# INSTRUCTIONS TO FOLLOW
Rewrite the entries from the line containing "Tag the boat railing" through the end of the entries, both ends included, requests and all. Scale every point coordinate in the answers by 0.35 and round to whole numbers, with halves rounding up, but leave the numbers in the requests and their samples unchanged.

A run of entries
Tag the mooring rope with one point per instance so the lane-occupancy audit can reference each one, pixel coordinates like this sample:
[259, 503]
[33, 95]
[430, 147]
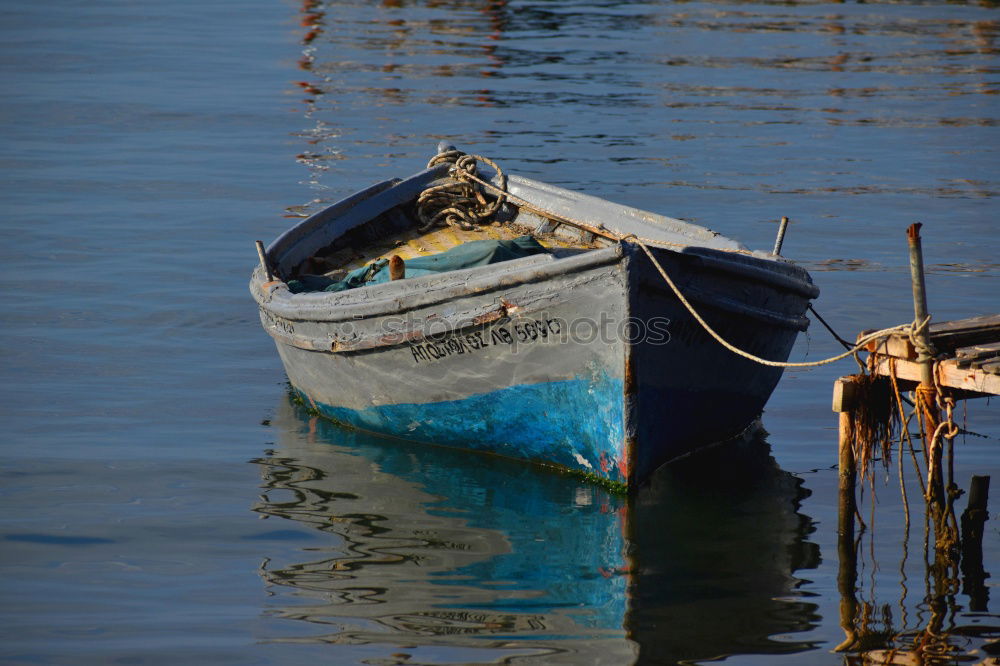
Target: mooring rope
[464, 173]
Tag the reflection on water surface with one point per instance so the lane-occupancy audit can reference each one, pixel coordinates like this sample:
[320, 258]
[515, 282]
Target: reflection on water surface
[435, 547]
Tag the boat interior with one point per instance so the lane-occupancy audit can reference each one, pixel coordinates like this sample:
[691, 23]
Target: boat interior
[399, 232]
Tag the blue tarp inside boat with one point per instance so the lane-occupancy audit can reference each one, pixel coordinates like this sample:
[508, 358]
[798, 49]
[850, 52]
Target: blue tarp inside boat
[467, 255]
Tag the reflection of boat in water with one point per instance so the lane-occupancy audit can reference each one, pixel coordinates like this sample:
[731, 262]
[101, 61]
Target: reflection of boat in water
[432, 547]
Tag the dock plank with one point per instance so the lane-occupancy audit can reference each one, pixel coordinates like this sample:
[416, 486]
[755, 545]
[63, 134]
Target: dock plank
[949, 374]
[945, 336]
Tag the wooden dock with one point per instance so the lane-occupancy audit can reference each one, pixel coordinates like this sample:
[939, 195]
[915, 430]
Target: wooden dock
[940, 363]
[968, 358]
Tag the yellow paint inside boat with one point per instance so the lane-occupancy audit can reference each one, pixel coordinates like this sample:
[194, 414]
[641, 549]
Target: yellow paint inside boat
[412, 243]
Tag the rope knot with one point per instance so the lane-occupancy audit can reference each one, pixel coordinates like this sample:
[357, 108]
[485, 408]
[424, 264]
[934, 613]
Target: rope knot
[457, 200]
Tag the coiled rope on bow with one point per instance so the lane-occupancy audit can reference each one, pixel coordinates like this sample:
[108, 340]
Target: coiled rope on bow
[463, 174]
[458, 201]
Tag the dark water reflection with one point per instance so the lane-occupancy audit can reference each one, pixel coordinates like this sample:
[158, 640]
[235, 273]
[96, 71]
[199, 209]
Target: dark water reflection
[443, 550]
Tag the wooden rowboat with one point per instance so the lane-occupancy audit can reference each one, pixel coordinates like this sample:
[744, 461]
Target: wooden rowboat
[577, 355]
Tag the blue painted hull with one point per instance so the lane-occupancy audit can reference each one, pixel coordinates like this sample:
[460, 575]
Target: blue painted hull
[572, 424]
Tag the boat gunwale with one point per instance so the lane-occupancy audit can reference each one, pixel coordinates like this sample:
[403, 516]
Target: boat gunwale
[400, 296]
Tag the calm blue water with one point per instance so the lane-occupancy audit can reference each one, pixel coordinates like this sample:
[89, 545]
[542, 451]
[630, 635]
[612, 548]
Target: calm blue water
[147, 430]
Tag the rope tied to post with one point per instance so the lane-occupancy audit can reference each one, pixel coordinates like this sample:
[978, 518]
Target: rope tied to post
[458, 201]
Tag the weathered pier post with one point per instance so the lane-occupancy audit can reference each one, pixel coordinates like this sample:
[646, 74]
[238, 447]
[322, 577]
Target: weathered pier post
[845, 394]
[973, 525]
[926, 391]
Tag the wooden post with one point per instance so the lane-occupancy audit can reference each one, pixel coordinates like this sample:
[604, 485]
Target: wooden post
[973, 525]
[926, 392]
[781, 236]
[845, 393]
[920, 303]
[844, 399]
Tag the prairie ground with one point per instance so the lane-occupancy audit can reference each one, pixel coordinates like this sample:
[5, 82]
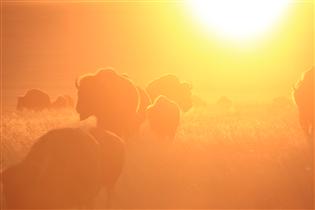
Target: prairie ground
[254, 156]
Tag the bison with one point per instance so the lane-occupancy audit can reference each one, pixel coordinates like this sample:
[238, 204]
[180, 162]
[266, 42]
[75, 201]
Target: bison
[63, 101]
[303, 95]
[144, 102]
[112, 98]
[112, 155]
[62, 170]
[163, 116]
[170, 86]
[35, 100]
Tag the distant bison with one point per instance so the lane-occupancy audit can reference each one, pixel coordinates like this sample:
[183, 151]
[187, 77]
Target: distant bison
[62, 170]
[303, 95]
[34, 99]
[112, 156]
[64, 101]
[172, 88]
[163, 116]
[144, 102]
[111, 98]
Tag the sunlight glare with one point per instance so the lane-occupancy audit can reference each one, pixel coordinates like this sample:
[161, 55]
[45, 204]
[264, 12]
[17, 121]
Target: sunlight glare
[239, 20]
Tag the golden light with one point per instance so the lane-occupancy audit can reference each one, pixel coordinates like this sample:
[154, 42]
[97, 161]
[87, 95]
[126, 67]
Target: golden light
[238, 20]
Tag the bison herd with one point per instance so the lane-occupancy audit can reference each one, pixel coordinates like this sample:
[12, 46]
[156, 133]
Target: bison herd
[51, 176]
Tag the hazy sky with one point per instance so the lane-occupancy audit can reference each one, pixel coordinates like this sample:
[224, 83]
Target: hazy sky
[47, 45]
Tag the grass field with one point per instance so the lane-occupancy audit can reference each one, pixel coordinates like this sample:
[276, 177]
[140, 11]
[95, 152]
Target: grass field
[253, 157]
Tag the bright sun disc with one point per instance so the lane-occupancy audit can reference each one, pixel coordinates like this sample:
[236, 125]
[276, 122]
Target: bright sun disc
[238, 19]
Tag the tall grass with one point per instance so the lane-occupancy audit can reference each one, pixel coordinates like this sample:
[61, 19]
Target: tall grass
[253, 157]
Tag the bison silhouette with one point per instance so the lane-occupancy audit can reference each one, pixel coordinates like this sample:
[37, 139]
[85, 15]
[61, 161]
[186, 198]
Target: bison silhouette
[62, 170]
[112, 98]
[170, 86]
[303, 95]
[34, 99]
[163, 116]
[112, 153]
[63, 101]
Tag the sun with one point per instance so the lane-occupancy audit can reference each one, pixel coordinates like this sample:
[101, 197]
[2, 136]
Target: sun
[238, 20]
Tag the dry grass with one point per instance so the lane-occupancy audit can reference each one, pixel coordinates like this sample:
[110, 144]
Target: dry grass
[255, 157]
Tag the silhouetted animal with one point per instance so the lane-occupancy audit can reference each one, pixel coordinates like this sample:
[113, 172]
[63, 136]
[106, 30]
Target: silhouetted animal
[64, 101]
[172, 88]
[111, 98]
[34, 99]
[303, 94]
[281, 102]
[198, 101]
[62, 170]
[145, 101]
[112, 159]
[164, 116]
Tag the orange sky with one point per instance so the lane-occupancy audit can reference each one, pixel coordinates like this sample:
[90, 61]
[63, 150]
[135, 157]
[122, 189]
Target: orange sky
[47, 45]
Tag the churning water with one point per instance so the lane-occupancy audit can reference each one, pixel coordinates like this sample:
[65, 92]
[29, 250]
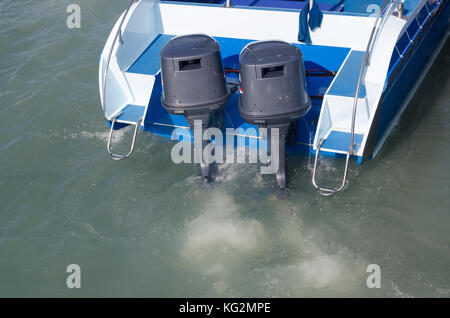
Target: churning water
[148, 227]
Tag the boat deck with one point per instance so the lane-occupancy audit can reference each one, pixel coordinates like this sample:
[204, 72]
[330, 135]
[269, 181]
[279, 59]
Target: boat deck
[316, 57]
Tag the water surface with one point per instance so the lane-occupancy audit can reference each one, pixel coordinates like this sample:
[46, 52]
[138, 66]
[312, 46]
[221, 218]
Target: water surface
[148, 227]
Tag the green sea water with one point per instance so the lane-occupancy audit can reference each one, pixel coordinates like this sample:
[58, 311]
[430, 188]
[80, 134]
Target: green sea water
[145, 227]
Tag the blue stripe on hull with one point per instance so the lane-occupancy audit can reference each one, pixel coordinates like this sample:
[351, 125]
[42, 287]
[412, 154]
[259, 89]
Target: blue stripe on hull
[401, 83]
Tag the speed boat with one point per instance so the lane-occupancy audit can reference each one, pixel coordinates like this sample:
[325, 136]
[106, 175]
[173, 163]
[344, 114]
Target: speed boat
[332, 79]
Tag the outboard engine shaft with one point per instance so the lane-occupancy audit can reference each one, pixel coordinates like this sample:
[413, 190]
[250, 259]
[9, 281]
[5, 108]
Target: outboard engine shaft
[193, 82]
[273, 91]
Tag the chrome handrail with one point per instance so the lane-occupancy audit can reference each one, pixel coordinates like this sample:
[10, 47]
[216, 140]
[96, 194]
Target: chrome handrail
[365, 63]
[118, 36]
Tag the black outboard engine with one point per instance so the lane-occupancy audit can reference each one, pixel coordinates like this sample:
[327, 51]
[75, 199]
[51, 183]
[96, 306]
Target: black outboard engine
[273, 91]
[193, 81]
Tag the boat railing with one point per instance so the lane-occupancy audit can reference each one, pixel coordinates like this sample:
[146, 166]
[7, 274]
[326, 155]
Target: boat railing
[382, 16]
[117, 38]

# OUTPUT
Tag the boat railing with one point per instance so the lane-occupancy audit can reference each one, pixel coordinates like this sample:
[146, 166]
[7, 274]
[326, 155]
Target: boat railing
[134, 6]
[41, 13]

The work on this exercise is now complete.